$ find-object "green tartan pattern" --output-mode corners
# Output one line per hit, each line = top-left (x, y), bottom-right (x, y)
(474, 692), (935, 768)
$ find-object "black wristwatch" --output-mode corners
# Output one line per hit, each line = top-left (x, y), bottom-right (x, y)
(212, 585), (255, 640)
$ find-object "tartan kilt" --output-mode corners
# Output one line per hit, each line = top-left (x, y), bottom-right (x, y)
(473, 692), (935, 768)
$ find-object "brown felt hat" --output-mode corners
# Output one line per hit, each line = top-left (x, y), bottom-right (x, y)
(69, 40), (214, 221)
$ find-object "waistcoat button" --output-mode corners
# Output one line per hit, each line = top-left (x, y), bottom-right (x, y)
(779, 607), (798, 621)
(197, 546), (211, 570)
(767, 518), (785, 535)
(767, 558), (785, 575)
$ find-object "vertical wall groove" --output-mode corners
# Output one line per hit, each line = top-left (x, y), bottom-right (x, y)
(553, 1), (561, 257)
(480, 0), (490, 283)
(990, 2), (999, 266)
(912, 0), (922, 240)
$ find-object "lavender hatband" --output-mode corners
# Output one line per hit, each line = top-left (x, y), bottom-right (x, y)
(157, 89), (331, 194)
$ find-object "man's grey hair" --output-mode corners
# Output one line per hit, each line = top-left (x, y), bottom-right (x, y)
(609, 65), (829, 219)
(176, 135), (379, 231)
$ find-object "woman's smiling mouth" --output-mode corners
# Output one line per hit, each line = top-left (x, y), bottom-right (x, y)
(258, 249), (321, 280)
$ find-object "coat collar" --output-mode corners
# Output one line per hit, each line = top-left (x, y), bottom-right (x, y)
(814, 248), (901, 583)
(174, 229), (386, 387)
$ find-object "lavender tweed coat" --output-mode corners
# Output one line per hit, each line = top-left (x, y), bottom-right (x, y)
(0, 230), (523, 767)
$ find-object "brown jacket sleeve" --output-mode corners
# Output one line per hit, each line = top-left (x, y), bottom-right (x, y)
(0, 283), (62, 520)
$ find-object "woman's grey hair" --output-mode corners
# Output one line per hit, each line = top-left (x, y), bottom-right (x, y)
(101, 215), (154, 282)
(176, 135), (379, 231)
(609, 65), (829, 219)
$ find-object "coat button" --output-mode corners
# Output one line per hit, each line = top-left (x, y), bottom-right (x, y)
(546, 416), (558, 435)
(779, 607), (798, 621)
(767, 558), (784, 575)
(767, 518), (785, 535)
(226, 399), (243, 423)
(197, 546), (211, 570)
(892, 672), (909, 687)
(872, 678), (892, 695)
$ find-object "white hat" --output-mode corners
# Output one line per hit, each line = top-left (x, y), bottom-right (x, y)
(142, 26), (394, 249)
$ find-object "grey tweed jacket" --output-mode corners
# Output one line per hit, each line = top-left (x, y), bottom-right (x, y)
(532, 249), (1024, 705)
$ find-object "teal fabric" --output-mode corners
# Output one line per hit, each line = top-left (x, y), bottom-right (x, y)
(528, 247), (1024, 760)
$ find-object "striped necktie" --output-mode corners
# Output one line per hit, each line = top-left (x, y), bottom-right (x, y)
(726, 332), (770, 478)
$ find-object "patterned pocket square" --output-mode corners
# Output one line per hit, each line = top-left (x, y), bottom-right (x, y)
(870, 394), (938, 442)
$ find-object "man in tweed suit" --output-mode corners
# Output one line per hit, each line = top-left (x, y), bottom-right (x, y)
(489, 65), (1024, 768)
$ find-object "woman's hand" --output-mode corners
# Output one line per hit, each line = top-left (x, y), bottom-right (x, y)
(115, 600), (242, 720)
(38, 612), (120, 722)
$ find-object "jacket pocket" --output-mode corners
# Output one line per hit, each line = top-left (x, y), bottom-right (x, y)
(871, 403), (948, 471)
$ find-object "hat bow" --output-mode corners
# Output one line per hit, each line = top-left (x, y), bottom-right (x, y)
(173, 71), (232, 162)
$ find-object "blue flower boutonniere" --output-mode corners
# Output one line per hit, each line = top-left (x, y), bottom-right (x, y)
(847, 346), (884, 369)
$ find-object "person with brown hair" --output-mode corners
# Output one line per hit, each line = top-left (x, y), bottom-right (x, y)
----
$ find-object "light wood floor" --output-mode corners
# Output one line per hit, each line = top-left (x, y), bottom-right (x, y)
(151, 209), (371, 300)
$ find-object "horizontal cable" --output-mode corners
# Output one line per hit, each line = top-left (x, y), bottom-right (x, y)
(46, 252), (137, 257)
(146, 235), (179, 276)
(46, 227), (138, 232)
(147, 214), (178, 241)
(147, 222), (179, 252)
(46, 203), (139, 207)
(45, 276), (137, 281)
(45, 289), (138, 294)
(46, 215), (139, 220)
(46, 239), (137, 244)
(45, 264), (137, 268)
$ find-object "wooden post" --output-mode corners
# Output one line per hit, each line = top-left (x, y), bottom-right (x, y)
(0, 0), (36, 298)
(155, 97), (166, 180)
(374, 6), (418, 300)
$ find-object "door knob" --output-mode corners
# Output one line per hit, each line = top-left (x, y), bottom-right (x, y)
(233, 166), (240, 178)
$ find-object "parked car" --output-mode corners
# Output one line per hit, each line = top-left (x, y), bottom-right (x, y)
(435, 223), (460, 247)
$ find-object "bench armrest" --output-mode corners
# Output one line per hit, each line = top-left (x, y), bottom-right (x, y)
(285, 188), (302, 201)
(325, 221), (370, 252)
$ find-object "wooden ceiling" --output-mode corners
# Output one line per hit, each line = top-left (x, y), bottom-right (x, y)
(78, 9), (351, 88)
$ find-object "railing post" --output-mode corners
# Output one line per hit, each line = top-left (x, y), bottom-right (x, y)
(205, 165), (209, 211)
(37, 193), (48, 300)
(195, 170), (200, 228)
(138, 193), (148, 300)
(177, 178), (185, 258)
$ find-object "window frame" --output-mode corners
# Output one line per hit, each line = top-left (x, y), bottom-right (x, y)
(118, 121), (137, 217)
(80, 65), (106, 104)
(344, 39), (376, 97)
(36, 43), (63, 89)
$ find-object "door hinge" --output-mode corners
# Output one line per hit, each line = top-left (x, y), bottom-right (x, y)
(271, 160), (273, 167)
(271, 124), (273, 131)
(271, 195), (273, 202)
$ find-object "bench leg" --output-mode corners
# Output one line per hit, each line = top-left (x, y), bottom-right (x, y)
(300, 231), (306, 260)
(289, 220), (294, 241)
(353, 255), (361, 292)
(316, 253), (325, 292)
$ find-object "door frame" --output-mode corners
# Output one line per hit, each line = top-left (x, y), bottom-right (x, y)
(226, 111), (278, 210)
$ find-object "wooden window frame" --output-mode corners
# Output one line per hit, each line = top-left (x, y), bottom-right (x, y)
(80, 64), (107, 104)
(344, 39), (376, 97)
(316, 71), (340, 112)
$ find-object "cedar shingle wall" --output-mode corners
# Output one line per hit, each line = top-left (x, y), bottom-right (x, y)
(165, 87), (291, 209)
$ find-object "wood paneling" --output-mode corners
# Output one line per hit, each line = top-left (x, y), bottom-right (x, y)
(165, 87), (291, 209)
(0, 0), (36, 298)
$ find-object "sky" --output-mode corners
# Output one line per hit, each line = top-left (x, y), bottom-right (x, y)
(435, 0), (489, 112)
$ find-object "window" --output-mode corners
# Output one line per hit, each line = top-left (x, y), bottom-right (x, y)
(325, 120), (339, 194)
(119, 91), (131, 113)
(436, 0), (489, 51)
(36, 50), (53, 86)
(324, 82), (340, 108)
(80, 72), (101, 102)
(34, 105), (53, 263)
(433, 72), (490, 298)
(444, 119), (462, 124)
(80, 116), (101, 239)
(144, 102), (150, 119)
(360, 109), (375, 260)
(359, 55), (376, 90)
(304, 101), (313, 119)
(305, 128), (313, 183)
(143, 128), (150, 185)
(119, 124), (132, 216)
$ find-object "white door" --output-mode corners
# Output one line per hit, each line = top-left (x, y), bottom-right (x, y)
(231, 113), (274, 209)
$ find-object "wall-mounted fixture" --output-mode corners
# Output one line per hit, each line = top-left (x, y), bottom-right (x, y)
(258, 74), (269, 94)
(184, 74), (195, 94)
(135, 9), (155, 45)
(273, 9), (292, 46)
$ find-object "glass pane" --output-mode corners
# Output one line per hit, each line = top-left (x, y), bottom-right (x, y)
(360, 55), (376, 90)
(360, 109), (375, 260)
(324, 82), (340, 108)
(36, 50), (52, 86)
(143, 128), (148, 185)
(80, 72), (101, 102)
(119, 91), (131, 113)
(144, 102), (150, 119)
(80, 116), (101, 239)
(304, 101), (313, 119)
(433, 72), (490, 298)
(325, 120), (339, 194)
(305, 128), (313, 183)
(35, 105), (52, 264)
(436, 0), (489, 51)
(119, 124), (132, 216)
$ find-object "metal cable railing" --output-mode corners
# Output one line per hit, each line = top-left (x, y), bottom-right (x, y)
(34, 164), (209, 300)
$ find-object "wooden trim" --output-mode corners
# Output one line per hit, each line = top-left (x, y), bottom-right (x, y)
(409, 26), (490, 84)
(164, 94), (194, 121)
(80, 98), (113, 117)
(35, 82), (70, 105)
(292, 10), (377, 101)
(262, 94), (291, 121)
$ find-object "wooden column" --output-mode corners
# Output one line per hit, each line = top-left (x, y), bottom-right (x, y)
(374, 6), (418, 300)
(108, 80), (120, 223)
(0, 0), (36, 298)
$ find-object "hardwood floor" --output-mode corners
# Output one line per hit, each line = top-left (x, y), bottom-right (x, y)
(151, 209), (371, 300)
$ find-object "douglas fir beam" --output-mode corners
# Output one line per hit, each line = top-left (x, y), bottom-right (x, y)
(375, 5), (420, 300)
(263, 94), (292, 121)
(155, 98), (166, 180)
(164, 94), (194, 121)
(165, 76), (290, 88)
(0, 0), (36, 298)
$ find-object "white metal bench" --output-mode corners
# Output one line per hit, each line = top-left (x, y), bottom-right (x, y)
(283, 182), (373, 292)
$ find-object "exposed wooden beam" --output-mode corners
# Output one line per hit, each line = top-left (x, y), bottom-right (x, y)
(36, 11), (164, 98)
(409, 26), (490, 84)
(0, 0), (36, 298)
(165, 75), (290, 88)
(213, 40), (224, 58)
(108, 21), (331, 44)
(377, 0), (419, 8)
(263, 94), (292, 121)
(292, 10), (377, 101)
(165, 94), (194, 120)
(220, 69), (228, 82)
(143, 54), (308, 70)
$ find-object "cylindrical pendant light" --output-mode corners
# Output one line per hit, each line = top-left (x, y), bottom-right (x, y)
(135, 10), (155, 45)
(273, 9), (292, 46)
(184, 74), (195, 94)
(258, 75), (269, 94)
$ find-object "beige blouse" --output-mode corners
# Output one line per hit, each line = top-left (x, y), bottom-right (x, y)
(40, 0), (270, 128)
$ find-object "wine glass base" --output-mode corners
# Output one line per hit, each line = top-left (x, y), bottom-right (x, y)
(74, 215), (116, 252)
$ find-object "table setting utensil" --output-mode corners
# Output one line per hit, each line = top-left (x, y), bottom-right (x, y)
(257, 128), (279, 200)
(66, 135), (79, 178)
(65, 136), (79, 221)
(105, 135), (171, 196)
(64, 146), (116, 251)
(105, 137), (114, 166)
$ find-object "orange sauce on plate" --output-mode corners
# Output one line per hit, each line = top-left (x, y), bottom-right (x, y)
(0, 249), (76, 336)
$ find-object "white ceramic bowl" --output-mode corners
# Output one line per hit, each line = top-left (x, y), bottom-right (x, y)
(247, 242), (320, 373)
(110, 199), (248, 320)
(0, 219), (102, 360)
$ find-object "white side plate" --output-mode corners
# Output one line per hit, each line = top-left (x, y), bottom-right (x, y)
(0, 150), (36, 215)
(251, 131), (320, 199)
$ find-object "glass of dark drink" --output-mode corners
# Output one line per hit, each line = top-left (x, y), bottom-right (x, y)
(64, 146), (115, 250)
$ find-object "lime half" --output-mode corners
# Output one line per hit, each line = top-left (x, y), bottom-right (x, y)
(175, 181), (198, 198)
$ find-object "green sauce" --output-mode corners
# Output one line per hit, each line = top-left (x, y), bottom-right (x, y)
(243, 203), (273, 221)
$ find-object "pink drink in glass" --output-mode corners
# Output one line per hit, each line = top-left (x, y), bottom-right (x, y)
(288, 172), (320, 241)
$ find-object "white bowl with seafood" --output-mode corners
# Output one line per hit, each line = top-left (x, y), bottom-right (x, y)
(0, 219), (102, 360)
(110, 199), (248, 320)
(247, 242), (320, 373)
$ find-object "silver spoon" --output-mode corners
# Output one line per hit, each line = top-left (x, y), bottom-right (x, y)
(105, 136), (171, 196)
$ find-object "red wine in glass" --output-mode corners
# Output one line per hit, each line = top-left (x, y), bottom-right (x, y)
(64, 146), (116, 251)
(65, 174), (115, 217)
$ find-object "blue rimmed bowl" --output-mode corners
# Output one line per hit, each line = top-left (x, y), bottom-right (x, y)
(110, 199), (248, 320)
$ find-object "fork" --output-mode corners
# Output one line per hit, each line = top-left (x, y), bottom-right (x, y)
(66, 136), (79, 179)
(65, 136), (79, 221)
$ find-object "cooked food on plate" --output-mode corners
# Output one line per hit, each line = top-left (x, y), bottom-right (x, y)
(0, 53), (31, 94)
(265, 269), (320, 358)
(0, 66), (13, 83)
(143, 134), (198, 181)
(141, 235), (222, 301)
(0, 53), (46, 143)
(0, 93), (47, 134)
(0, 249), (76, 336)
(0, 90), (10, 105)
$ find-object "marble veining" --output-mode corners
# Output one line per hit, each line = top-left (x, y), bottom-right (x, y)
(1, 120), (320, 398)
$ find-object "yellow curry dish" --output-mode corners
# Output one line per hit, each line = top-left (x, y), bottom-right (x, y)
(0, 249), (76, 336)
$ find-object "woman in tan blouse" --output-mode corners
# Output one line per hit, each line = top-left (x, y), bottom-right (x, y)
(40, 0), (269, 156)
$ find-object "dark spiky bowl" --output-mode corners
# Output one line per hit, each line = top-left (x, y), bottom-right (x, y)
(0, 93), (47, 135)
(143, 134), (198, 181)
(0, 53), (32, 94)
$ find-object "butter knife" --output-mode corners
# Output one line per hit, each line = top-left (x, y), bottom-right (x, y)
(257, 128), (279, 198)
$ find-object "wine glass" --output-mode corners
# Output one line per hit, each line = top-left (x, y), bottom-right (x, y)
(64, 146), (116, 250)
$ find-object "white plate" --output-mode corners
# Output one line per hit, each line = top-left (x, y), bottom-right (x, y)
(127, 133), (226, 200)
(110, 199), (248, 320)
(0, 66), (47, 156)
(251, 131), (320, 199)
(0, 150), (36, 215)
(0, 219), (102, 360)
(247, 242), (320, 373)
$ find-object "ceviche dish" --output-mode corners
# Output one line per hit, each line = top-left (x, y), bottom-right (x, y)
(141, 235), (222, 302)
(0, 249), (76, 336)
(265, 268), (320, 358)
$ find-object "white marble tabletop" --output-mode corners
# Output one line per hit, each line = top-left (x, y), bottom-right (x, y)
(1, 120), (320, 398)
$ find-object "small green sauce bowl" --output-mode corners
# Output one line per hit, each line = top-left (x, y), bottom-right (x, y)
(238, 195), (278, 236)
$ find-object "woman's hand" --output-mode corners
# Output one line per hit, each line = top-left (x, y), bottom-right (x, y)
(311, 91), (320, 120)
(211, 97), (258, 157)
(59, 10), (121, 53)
----
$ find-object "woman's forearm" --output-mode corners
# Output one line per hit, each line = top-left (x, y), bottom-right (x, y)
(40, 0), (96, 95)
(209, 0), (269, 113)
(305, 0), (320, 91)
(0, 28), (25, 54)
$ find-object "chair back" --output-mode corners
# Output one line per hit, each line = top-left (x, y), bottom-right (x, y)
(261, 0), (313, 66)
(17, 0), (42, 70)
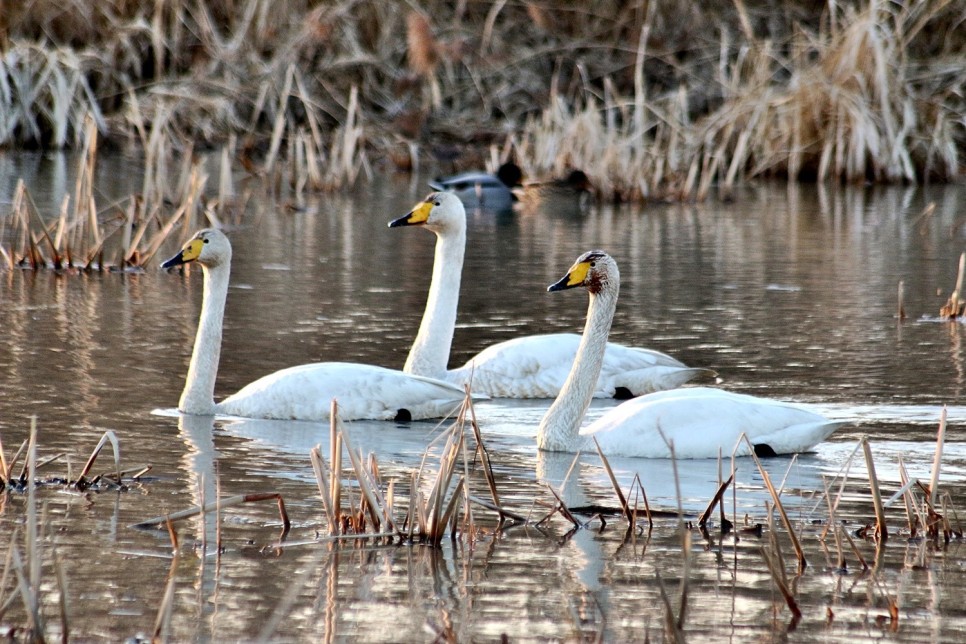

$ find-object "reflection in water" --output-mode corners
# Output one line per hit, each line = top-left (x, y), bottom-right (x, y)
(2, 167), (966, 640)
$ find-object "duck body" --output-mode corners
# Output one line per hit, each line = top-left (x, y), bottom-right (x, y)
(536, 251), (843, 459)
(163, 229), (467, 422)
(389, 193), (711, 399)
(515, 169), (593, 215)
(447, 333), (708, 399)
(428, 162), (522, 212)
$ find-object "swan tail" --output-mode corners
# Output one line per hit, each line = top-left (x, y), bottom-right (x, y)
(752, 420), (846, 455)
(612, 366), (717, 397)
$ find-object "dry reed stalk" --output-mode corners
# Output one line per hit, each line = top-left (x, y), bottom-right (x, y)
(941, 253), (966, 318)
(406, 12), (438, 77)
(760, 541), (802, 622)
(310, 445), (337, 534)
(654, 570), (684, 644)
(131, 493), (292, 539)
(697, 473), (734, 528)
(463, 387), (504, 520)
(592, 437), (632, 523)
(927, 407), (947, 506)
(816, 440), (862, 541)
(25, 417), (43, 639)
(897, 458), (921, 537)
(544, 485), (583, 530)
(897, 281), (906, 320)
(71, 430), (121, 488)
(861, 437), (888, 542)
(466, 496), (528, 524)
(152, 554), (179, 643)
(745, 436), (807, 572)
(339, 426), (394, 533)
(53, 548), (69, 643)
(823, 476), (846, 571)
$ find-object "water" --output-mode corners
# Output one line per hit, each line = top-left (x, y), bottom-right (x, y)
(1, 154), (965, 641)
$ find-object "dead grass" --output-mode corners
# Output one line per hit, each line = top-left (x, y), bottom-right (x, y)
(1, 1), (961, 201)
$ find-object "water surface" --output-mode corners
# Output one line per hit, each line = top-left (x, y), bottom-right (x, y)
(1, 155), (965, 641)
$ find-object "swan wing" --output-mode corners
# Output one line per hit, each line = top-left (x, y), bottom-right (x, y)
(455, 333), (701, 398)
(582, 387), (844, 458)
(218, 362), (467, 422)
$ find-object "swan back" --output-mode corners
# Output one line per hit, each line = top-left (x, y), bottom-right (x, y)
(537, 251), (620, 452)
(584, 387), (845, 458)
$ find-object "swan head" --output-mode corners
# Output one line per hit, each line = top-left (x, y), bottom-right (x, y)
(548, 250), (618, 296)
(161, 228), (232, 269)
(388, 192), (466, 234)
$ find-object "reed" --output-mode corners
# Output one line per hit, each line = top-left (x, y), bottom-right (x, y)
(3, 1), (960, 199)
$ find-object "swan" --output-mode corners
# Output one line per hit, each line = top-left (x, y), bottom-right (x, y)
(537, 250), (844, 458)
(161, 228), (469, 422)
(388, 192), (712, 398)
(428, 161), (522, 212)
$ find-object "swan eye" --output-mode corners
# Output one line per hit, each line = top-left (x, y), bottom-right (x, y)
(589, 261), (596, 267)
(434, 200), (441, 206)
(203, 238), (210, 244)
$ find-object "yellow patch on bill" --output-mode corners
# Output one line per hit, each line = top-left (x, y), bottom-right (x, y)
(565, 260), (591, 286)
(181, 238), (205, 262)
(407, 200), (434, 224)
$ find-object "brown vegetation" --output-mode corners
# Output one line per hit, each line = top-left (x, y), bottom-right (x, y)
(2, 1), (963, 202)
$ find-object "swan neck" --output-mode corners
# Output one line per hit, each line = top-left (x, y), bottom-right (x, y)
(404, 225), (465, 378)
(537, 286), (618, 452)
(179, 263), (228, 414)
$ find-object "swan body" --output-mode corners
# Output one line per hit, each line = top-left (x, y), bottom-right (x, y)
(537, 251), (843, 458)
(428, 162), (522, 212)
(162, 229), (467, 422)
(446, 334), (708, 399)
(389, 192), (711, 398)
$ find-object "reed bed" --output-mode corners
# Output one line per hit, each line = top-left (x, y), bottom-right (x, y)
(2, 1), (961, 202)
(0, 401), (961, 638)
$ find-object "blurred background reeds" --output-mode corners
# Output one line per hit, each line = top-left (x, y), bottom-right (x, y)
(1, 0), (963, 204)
----
#### TASK PROMPT
Whenever a line includes the word "bench", pull it out of the entries.

#### THE ANSWER
$ find-object "bench armrest" --output-mode corners
$ find-object "bench leg" --output-mode corners
$ find-object "white metal bench" --output-mode corners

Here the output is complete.